[Boundary annotation records]
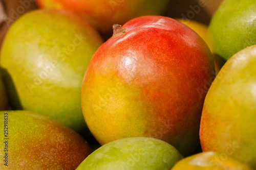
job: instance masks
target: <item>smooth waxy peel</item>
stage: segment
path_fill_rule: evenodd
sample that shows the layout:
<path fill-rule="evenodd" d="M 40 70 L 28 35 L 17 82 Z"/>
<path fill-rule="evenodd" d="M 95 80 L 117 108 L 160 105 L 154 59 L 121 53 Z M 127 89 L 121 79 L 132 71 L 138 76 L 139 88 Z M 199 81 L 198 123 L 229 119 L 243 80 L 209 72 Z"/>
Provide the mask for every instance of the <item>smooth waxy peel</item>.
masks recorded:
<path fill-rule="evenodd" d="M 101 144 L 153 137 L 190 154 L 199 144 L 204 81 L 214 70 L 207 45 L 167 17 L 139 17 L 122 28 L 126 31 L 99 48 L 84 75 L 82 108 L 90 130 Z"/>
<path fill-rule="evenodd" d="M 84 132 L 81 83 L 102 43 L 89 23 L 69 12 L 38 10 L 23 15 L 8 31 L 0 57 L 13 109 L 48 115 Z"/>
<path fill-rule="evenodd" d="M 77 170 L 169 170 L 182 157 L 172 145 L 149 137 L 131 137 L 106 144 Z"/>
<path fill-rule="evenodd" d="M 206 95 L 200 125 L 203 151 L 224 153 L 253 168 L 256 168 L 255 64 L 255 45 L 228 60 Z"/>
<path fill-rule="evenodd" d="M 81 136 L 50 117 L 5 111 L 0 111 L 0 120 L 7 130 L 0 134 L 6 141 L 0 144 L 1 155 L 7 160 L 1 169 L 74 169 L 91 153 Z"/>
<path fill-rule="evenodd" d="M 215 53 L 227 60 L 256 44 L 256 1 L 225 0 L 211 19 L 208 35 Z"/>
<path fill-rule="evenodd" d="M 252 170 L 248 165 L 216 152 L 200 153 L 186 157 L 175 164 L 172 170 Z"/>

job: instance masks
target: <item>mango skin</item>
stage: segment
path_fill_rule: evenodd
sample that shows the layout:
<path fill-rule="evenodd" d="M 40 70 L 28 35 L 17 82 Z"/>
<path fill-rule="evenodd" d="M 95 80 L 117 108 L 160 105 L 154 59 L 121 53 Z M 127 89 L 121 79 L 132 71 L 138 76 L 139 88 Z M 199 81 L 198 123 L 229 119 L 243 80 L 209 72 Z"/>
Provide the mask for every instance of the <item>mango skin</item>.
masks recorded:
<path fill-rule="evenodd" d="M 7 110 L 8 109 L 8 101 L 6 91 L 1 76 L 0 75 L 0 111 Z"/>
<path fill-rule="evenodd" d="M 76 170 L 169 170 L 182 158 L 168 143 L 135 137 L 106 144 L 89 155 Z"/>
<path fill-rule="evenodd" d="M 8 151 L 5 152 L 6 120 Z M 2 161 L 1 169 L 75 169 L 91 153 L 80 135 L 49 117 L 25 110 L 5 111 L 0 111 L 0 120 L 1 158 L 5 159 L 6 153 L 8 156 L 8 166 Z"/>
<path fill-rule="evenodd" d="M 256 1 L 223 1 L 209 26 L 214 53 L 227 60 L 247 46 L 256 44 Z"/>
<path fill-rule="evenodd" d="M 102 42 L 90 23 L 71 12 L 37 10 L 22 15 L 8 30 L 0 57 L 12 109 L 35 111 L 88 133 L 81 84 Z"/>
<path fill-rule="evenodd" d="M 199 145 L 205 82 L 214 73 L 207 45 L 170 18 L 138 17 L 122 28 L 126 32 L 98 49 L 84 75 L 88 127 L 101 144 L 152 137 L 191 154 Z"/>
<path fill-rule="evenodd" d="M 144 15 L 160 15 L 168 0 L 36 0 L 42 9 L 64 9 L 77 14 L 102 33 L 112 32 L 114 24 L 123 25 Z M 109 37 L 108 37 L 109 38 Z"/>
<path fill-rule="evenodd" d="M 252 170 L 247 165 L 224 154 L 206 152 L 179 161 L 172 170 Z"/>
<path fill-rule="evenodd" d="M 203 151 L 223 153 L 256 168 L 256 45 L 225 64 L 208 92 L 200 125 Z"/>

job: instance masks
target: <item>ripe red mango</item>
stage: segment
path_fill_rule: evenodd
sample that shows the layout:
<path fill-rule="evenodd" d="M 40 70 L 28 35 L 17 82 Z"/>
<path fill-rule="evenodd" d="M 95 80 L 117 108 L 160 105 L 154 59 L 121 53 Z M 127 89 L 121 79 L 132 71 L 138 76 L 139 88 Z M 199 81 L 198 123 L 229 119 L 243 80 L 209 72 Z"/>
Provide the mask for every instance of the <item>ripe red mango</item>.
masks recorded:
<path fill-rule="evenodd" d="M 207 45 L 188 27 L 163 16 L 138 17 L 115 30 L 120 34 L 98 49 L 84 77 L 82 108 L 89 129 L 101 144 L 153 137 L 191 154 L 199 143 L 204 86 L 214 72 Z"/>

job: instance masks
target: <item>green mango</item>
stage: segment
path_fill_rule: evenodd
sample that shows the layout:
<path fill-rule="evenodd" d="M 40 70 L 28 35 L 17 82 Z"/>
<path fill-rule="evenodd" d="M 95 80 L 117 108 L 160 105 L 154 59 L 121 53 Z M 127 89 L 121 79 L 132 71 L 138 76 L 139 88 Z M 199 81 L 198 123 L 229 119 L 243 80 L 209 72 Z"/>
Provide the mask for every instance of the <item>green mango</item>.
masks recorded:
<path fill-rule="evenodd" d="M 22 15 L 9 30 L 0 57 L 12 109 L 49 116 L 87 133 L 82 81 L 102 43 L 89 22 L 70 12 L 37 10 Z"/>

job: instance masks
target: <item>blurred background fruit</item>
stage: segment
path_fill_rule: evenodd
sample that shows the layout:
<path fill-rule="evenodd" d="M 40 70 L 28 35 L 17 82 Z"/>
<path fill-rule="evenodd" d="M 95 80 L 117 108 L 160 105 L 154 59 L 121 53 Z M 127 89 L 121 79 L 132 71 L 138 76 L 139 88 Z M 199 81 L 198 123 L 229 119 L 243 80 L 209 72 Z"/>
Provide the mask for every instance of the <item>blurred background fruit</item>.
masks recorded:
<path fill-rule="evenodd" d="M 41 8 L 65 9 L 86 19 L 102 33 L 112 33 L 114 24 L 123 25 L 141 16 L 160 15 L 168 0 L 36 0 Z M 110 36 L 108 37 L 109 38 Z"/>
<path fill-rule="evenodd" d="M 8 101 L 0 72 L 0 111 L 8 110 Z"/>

STATED PROBLEM: Can you turn every line of the records above into a numbered list, skipping the blank lines and omitting the pictures?

WRITTEN ANSWER:
1. job: instance masks
2. target: <item>smooth waxy peel</item>
3. stage: segment
4. path_fill_rule: evenodd
5. sample that shows the layout:
6. <path fill-rule="evenodd" d="M 40 70 L 28 35 L 17 82 Z"/>
7. <path fill-rule="evenodd" d="M 95 80 L 117 108 L 160 105 L 154 59 L 121 53 Z M 127 89 L 121 79 L 132 71 L 138 76 L 139 88 Z M 199 81 L 198 123 L 229 119 L 243 80 L 209 72 Z"/>
8. Provide the mask for every instance of the <item>smooth waxy peel</item>.
9. masks recorded:
10. <path fill-rule="evenodd" d="M 101 144 L 153 137 L 190 154 L 199 144 L 204 81 L 214 70 L 207 45 L 167 17 L 139 17 L 122 28 L 126 31 L 99 48 L 84 75 L 82 108 L 90 130 Z"/>
11. <path fill-rule="evenodd" d="M 84 132 L 81 83 L 102 43 L 89 23 L 69 12 L 38 10 L 23 15 L 8 31 L 0 57 L 13 109 L 48 115 Z"/>
12. <path fill-rule="evenodd" d="M 77 170 L 169 170 L 182 157 L 172 145 L 149 137 L 131 137 L 106 144 Z"/>
13. <path fill-rule="evenodd" d="M 206 95 L 200 125 L 203 151 L 224 153 L 253 168 L 256 168 L 255 64 L 255 45 L 228 60 Z"/>
14. <path fill-rule="evenodd" d="M 81 136 L 50 117 L 5 111 L 0 111 L 0 120 L 7 130 L 0 134 L 6 141 L 0 144 L 1 155 L 7 160 L 1 169 L 74 169 L 91 153 Z"/>
15. <path fill-rule="evenodd" d="M 215 53 L 227 60 L 256 44 L 256 1 L 225 0 L 211 19 L 208 35 Z"/>
16. <path fill-rule="evenodd" d="M 252 170 L 248 165 L 216 152 L 200 153 L 186 157 L 175 164 L 172 170 Z"/>
17. job: instance masks
18. target: <item>mango skin</item>
19. stage: segment
20. path_fill_rule: evenodd
21. sample that shows the layout:
22. <path fill-rule="evenodd" d="M 40 70 L 28 35 L 17 82 Z"/>
23. <path fill-rule="evenodd" d="M 95 80 L 117 108 L 160 105 L 154 59 L 121 53 Z M 127 89 L 121 79 L 132 71 L 138 76 L 139 88 Z M 199 81 L 198 123 L 229 119 L 243 80 L 209 72 Z"/>
24. Provide the mask for every instance of the <item>mango skin</item>.
25. masks recorded:
26. <path fill-rule="evenodd" d="M 7 110 L 8 109 L 8 101 L 6 91 L 1 76 L 0 75 L 0 111 Z"/>
27. <path fill-rule="evenodd" d="M 76 170 L 169 170 L 182 158 L 168 143 L 135 137 L 106 144 L 89 155 Z"/>
28. <path fill-rule="evenodd" d="M 8 151 L 5 152 L 6 120 Z M 2 161 L 1 169 L 75 169 L 91 153 L 80 135 L 49 117 L 25 110 L 5 111 L 0 111 L 0 120 L 1 158 L 5 159 L 6 153 L 8 156 L 8 166 Z"/>
29. <path fill-rule="evenodd" d="M 256 1 L 223 1 L 209 26 L 214 53 L 227 60 L 247 46 L 256 44 Z"/>
30. <path fill-rule="evenodd" d="M 102 42 L 90 23 L 71 12 L 37 10 L 22 15 L 8 30 L 0 57 L 12 109 L 35 111 L 88 133 L 81 84 Z"/>
31. <path fill-rule="evenodd" d="M 199 145 L 205 82 L 214 73 L 207 45 L 170 18 L 138 17 L 122 28 L 126 32 L 98 49 L 84 75 L 88 127 L 101 144 L 152 137 L 191 154 Z"/>
32. <path fill-rule="evenodd" d="M 144 15 L 160 15 L 168 0 L 36 0 L 42 9 L 64 9 L 77 14 L 102 33 L 112 32 L 114 24 L 123 25 Z M 109 37 L 108 37 L 109 38 Z"/>
33. <path fill-rule="evenodd" d="M 252 170 L 247 165 L 224 154 L 206 152 L 179 161 L 172 170 Z"/>
34. <path fill-rule="evenodd" d="M 203 151 L 223 153 L 256 168 L 256 45 L 225 64 L 208 92 L 200 125 Z"/>
35. job: instance masks
36. target: <item>ripe red mango</item>
37. stage: segment
38. path_fill_rule: evenodd
39. sample that shows the layout:
40. <path fill-rule="evenodd" d="M 40 70 L 28 35 L 17 82 Z"/>
41. <path fill-rule="evenodd" d="M 95 80 L 117 108 L 160 105 L 154 59 L 121 53 Z M 127 89 L 121 79 L 132 71 L 138 76 L 139 88 Z M 199 81 L 198 123 L 229 119 L 243 80 L 209 72 Z"/>
42. Provide the mask for every instance of the <item>ripe red mango</item>.
43. masks recorded:
44. <path fill-rule="evenodd" d="M 207 45 L 188 27 L 163 16 L 138 17 L 115 30 L 120 34 L 98 49 L 84 77 L 82 108 L 89 129 L 101 144 L 153 137 L 191 154 L 199 143 L 204 86 L 214 72 Z"/>
45. job: instance masks
46. target: <item>green mango</item>
47. stage: segment
48. path_fill_rule: evenodd
49. sample that shows the layout:
50. <path fill-rule="evenodd" d="M 40 70 L 28 35 L 17 82 Z"/>
51. <path fill-rule="evenodd" d="M 95 80 L 117 108 L 160 105 L 154 59 L 121 53 Z M 127 89 L 121 79 L 132 71 L 138 76 L 139 88 Z M 199 81 L 198 123 L 229 119 L 243 80 L 209 72 Z"/>
52. Provide the mask for every instance of the <item>green mango</item>.
53. masks recorded:
54. <path fill-rule="evenodd" d="M 22 15 L 9 30 L 0 57 L 12 109 L 49 116 L 87 133 L 82 81 L 102 43 L 89 22 L 70 12 L 37 10 Z"/>
55. job: instance masks
56. target: <item>blurred background fruit</item>
57. stage: segment
58. path_fill_rule: evenodd
59. sample that shows the layout:
60. <path fill-rule="evenodd" d="M 40 70 L 28 35 L 17 82 Z"/>
61. <path fill-rule="evenodd" d="M 95 80 L 117 108 L 160 105 L 154 59 L 121 53 Z M 127 89 L 121 79 L 132 71 L 138 76 L 139 88 Z M 199 81 L 198 123 L 229 119 L 243 80 L 209 72 Z"/>
62. Provide the mask for every instance of the <item>blurred background fruit</item>.
63. masks recorded:
64. <path fill-rule="evenodd" d="M 41 8 L 65 9 L 86 19 L 102 33 L 112 33 L 114 24 L 123 25 L 141 16 L 160 15 L 168 0 L 36 0 Z M 110 36 L 108 37 L 109 38 Z"/>
65. <path fill-rule="evenodd" d="M 8 101 L 0 72 L 0 111 L 8 110 Z"/>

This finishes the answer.